> [Given records]:
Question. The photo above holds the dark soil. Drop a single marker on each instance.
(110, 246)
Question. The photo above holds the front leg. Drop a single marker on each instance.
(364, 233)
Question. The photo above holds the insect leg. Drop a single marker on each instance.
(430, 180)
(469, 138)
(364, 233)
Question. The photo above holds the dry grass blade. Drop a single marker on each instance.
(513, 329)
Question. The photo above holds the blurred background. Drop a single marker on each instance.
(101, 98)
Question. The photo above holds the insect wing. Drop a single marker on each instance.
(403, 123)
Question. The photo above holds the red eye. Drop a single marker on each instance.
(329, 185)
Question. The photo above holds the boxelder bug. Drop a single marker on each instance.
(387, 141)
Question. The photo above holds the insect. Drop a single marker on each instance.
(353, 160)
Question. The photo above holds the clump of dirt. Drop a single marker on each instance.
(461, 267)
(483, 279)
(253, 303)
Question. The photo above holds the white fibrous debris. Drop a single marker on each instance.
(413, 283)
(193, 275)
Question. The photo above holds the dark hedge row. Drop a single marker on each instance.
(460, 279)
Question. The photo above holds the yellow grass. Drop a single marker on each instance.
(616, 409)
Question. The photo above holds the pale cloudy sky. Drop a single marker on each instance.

> [Goal of the exercise]:
Every line, from the one holding "Question. The photo above holds the yellow" through the last line of the material above, should be transcribed exactly, and no line outside that range.

> [Written reply]:
Question. The photo above holds the yellow grass. Drop a single marker on each instance.
(616, 409)
Question. The photo above holds the pale cloudy sky. Drop a single marker on each instance.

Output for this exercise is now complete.